§ AIM OF THE EXERCISE
In the passage on Calvin and prophecy, how does Calvin describe prophecy in the Christian church of his day?

§ TEXT BLOCK
++++

Calvin can also speak of prophecy as still existing within the Christian church of his day. He does this in comments on Romans 12:6. He first asserts that “Christ and his gospel have put an end to all the former prophecies and to all the oracles of God,” but follows this by arguing for a continuation of the spiritual gift. In “the Christian Church today prophecy is (prophetia hodie . . . est) almost nothing except a correct understanding of the scripture and a singular ability in explaining them well” (Iohannis Calvini Commentarius in epistolam Pauli ad Romanos, ed. T. H. L. Parker [Leiden: Brill, 1981], 270). Plainly by referring to prophecy “today,” he intimates that prophecy and, hence, prophets still exist. Further support for this second strand of material can be garnered from the Frenchman’s sermons. In a sermon on Deuteronomy 18:14-22, Calvin teaches that God promises prophets to the New Testament church. He summarizes the basic point to God’s promise to the church with the declaration that: “there will always be prophets” (CO [Corpus Reformatorum: Ioannis Calvini Opera quae supersunt omnia] 27:499 [Sermon on Deuteronomy 18:9-15]). To make his point more explicit, he declares: “God promised a prophet not only to the Jews but also to us . . .” (CO 27:519 [Sermon on Deuteronomy 18:16-20]). “I have proved already,” he says in a later sermon on the same chapter, that Deuteronomy 18:15 “is not meant of Moses alone, or of those who lived under the Old Testament but that it extends even to us also and comprehends in it the whole reign of our Lord Jesus Christ” (CO 27:527 [Sermon on Deuteronomy 18:16-20]). The same basic point is expressed n his exposition of 1 Corinthians 14:29-31 (CO 49:499-500 [Commentary on 1 Corinthians 12:10] and CO 49:529-30 [on 1 Corinthians 14:29-31]). These examples provide hints of a second strand, or trajectory which not only allows for the existence of prophets in the Early Modern church but seems to take for granted that they do exist and have been promised by God to “us.” (Jon Balserak, John Calvin as Sixteenth-Century Prophet [Oxford: Oxford University Press, 2014], 10-11)

++++

§ RECORD EXTRACTS

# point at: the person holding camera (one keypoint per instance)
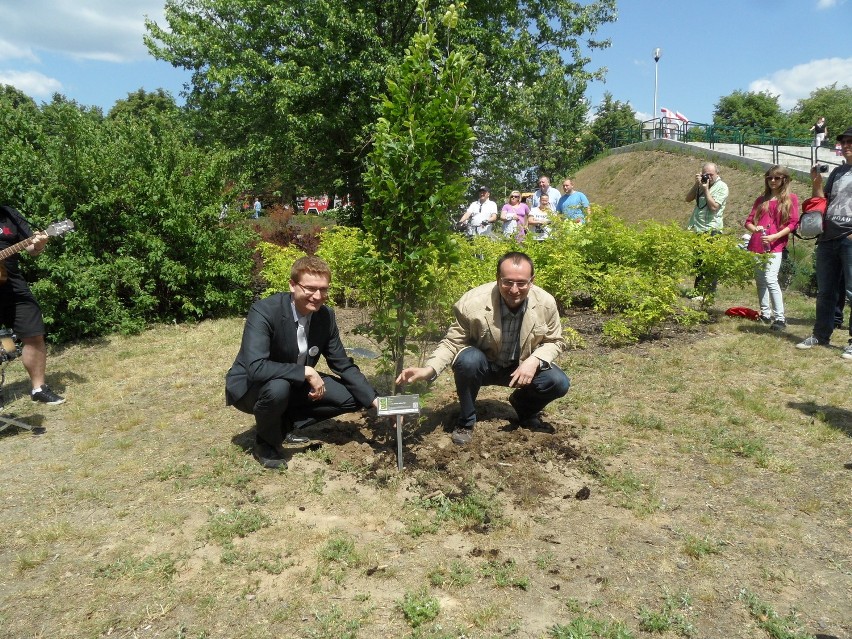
(710, 194)
(820, 130)
(834, 246)
(480, 215)
(774, 215)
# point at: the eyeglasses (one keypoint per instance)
(313, 290)
(521, 284)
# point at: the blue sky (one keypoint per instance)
(91, 51)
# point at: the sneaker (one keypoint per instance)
(462, 436)
(46, 396)
(809, 343)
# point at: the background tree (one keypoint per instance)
(291, 84)
(416, 172)
(834, 104)
(140, 101)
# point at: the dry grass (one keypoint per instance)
(717, 463)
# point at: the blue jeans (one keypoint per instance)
(472, 370)
(834, 258)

++++

§ TASK ANSWER
He calls it almost nothing except a correct understanding of the scripture and a singular ability in explaining them well.